(What the task asks)
Reproduce the section of the text on Kehoe's legal career starting at "Leon recommended Kehoe" and ending at "Air Force Reserves.".

(Document passage)
Following work in the BCCI prosecution, Kehoe received an unsolicited call from a law school alum, U.S. District Judge Richard Leon, then a Washington lawyer.
Leon recommended Kehoe as a deputy chief minority counsel to the U.S. House committee investigating the "October Surprise" - then-Gov. Ronald Reagan's purported arms deal with Iran for release of 52 hostages right before his election as president. He spent a year with the committee before returning as chief federal prosecutor in the Middle District of Florida.
Lawyer of first resort
It's no surprise Kehoe quickly became a lawyer of first resort for some of the most prominent names in the Tampa Bay area.
Thirteenth Circuit Judge Gregory Holder turned to Kehoe as co-counsel when the Judicial Qualifications Commission accused him of ethics violations. Kehoe and Tampa attorney David Weinstein are waging an all-out battle to defend Holder against allegations he plagiarized an essay required for his promotion to colonel in the U.S. Air Force Reserves.
"We work together very well," Kehoe says of Weinstein. "It's not a matter of who gets the billing. This is a matter of working together."
Then there was his successful defense of Hillsborough Public Defender Julianne M. Holt, who faced possible censure for alleged ethics violations. She faced 13 charges during a three-week administrative trail.
"The biggest challenge was getting across to the administrative law judge exactly what great lengths Julie Holt went through to comply with the law," he says. "At the end of the day everyone acknowledged, even the (state) Commission on Ethics, Julie Holt does and continues to do a good job as public defender for the 13th Circuit. The woman works 80 hours a week. She's implemented programs no one else has done before."

(Dataset excerpt)
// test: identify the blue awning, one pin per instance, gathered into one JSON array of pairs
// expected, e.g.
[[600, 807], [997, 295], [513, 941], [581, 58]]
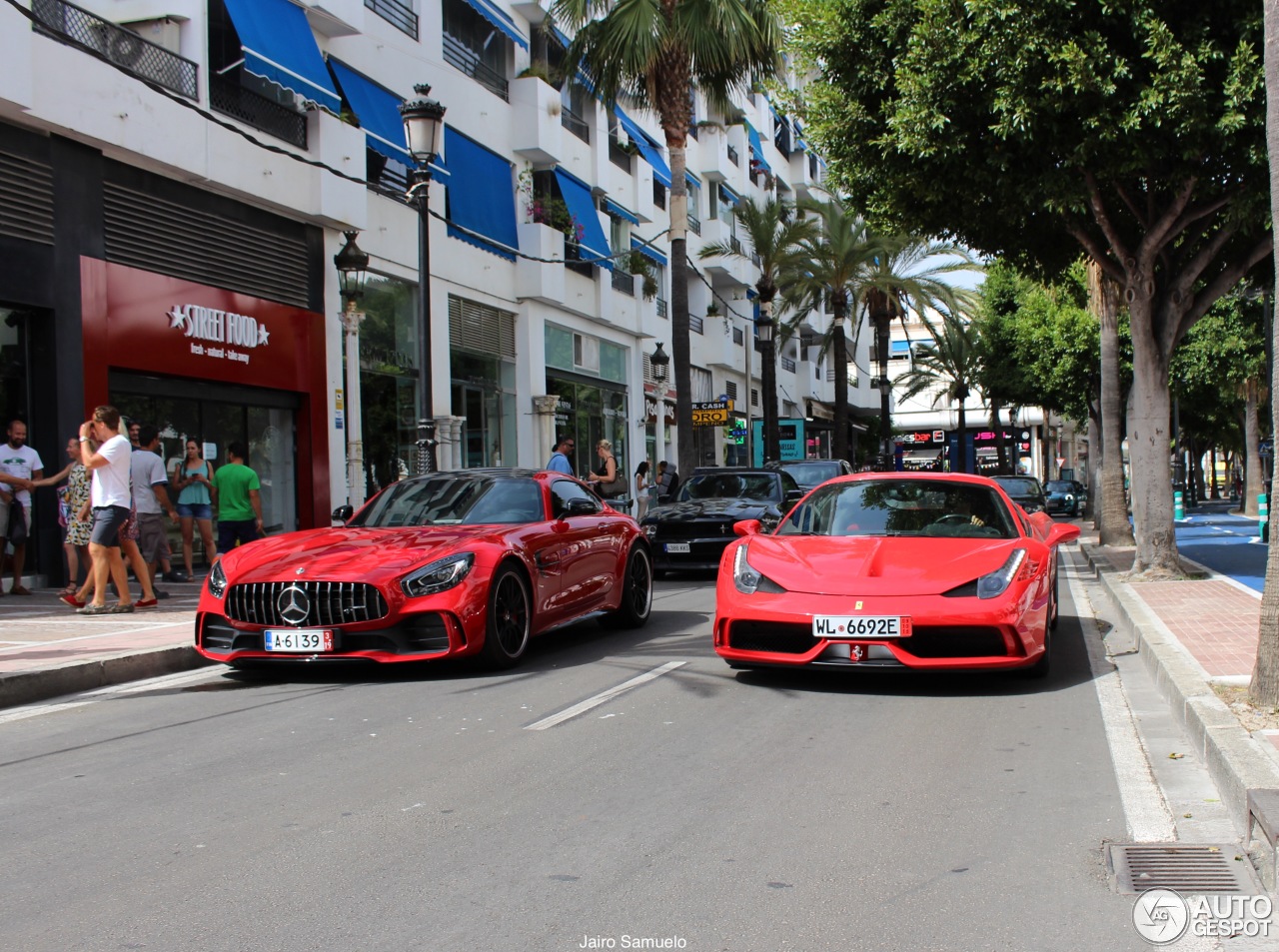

(Task output)
Leon recommended Kehoe as a deputy chief minority counsel to the U.S. House committee investigating the "October Surprise" - then-Gov. Ronald Reagan's purported arms deal with Iran for release of 52 hostages right before his election as president. He spent a year with the committee before returning as chief federal prosecutor in the Middle District of Florida.
Lawyer of first resort
It's no surprise Kehoe quickly became a lawyer of first resort for some of the most prominent names in the Tampa Bay area.
Thirteenth Circuit Judge Gregory Holder turned to Kehoe as co-counsel when the Judicial Qualifications Commission accused him of ethics violations. Kehoe and Tampa attorney David Weinstein are waging an all-out battle to defend Holder against allegations he plagiarized an essay required for his promotion to colonel in the U.S. Air Force Reserves.